What is needed: Rewrite each of the records below, replacing "every instance" with "all instances" wherever it occurs and leaving everything else unchanged.

--- START Working data ---

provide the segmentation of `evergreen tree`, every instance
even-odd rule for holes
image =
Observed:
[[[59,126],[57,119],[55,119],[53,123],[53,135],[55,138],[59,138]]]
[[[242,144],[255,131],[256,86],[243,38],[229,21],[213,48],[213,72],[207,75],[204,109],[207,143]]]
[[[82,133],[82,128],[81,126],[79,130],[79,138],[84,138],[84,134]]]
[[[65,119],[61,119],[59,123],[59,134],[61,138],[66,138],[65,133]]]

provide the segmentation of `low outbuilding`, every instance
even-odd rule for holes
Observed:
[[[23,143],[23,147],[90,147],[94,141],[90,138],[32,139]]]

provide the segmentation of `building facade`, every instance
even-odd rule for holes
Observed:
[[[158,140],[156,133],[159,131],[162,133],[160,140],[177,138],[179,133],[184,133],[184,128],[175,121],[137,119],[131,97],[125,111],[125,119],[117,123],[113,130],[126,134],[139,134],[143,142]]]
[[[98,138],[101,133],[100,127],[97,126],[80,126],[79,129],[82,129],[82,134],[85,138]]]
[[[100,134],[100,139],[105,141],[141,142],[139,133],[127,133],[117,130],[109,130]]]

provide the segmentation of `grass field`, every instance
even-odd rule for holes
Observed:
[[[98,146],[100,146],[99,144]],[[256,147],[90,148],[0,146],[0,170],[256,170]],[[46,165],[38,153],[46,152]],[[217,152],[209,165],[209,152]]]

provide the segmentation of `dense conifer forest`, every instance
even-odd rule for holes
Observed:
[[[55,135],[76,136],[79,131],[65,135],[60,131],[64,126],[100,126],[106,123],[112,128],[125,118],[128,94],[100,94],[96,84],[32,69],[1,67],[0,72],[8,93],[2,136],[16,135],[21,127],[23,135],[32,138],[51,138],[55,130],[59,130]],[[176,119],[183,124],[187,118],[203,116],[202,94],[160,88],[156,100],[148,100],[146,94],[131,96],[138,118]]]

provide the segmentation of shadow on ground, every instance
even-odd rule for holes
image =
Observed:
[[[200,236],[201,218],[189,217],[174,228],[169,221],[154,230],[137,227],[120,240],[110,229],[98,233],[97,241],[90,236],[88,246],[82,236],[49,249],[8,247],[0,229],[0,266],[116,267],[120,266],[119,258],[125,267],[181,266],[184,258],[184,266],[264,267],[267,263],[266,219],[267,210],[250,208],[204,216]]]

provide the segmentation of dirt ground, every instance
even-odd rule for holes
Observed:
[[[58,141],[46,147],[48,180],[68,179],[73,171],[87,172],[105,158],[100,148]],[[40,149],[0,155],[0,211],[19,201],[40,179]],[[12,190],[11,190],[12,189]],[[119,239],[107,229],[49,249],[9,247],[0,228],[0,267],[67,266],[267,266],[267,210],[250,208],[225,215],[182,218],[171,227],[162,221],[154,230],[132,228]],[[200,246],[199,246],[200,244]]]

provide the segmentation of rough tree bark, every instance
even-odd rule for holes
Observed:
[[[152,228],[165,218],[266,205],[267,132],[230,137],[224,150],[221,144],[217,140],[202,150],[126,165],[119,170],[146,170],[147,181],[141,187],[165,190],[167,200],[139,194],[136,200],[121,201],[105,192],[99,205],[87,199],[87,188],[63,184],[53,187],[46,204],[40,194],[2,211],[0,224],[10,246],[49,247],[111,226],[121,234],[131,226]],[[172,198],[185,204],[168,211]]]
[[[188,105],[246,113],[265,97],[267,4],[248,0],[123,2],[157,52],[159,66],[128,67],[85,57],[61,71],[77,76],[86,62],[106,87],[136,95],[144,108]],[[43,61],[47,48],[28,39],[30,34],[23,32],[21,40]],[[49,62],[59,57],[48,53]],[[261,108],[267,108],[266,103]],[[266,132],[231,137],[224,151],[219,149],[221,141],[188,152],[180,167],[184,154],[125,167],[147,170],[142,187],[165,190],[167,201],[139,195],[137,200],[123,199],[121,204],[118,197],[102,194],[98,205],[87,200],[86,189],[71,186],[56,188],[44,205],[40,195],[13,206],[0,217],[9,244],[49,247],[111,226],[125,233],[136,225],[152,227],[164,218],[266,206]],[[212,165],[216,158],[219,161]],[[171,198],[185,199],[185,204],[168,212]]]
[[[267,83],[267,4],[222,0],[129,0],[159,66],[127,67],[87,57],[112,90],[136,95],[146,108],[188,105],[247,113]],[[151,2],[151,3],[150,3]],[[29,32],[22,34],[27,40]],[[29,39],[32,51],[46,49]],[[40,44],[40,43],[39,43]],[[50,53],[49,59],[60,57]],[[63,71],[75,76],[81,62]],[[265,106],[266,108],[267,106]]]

--- END Working data ---

Solution to this problem:
provide the segmentation of `evergreen tree`, all instances
even-odd rule for holes
image =
Observed:
[[[59,126],[57,119],[55,119],[53,123],[53,135],[55,138],[59,138]]]
[[[242,144],[255,131],[256,86],[243,38],[229,21],[213,48],[213,72],[207,75],[204,109],[207,143]]]
[[[82,133],[82,128],[81,126],[79,130],[79,138],[84,138],[84,134]]]
[[[65,119],[61,119],[59,123],[59,134],[61,138],[66,138],[65,133]]]

provide the segmentation of `low outbuilding`, all instances
even-odd rule for holes
Observed:
[[[23,143],[23,147],[90,147],[94,141],[90,138],[32,139]]]

provide the segmentation of `building facade`, all instances
even-odd rule for holes
Observed:
[[[158,140],[156,133],[159,131],[162,133],[160,140],[177,138],[179,133],[184,133],[184,128],[175,121],[137,119],[131,97],[125,111],[125,119],[117,123],[113,130],[126,134],[139,134],[143,142]]]
[[[98,138],[101,133],[100,127],[97,126],[80,126],[79,129],[82,129],[82,134],[85,138]]]
[[[100,134],[100,139],[105,141],[141,142],[139,133],[127,133],[117,130],[109,130]]]

provide the segmentation of `grass field`, all instances
even-odd rule for holes
Observed:
[[[98,146],[100,146],[99,144]],[[256,147],[90,148],[0,146],[0,170],[256,170]],[[46,165],[38,153],[46,152]],[[217,152],[209,165],[209,152]]]

provide the segmentation of `dense conifer forest`, all instances
even-odd rule for holes
Observed:
[[[55,135],[76,136],[79,131],[65,135],[60,131],[64,126],[100,126],[106,123],[112,128],[125,118],[128,94],[100,94],[96,84],[32,69],[1,67],[0,72],[8,93],[2,136],[16,135],[21,127],[23,135],[32,138],[51,138],[55,130],[59,130]],[[176,119],[183,124],[187,118],[203,116],[202,94],[160,88],[156,100],[148,100],[146,94],[131,96],[138,118]]]

provide the segmentation of shadow on ground, all instances
even-odd rule for holes
image =
Observed:
[[[200,236],[201,218],[189,217],[174,228],[169,221],[154,230],[137,227],[120,240],[110,229],[98,233],[97,241],[90,236],[88,246],[82,236],[49,249],[8,247],[0,229],[0,266],[116,267],[120,266],[119,258],[125,267],[181,266],[184,258],[184,266],[264,267],[267,263],[266,219],[267,210],[250,208],[204,216]]]

provide the segmentation of dirt ground, all instances
even-odd rule for holes
Observed:
[[[58,141],[46,147],[48,180],[68,179],[73,171],[87,172],[105,158],[100,148]],[[40,149],[0,155],[0,211],[19,201],[40,179]],[[12,190],[11,190],[12,189]],[[119,239],[107,229],[49,249],[9,247],[0,228],[0,267],[67,266],[267,266],[267,210],[250,208],[225,215],[182,218],[171,227],[162,221],[154,230],[132,228]],[[200,246],[199,246],[200,244]]]

provide the segmentation of rough tree bark, all instances
even-odd rule for holes
Observed:
[[[152,228],[165,218],[266,205],[267,132],[230,137],[224,150],[221,144],[217,140],[202,150],[126,165],[119,170],[146,170],[147,181],[141,187],[165,190],[167,200],[139,194],[136,200],[121,201],[105,192],[99,205],[87,199],[87,188],[63,184],[53,187],[46,204],[40,194],[2,211],[0,224],[10,246],[49,247],[111,226],[121,234],[131,226]],[[172,198],[185,204],[168,211]]]
[[[188,105],[246,113],[265,97],[267,4],[248,0],[123,2],[157,52],[159,66],[128,67],[85,57],[61,71],[77,76],[86,62],[106,87],[136,95],[144,108]],[[43,61],[47,48],[28,39],[30,34],[23,32],[21,40]],[[49,62],[59,57],[48,53]],[[261,108],[267,108],[266,103]],[[266,132],[231,137],[224,151],[219,149],[221,141],[188,152],[180,167],[184,154],[125,167],[147,170],[142,187],[165,190],[167,201],[139,195],[137,200],[123,199],[121,204],[118,197],[102,194],[98,205],[87,200],[86,189],[71,186],[56,188],[44,205],[40,195],[13,206],[0,217],[9,244],[49,247],[111,226],[125,233],[136,225],[152,227],[164,218],[266,206]],[[212,165],[216,158],[219,161]],[[171,198],[185,199],[185,204],[168,212]]]
[[[267,83],[267,4],[222,0],[129,0],[159,66],[127,67],[87,57],[112,90],[136,95],[146,108],[188,105],[247,113]],[[151,2],[151,3],[150,3]],[[29,32],[22,34],[27,40]],[[29,39],[32,51],[46,49]],[[40,44],[40,43],[39,43]],[[50,53],[49,59],[60,57]],[[63,71],[75,76],[81,62]],[[265,106],[266,108],[267,106]]]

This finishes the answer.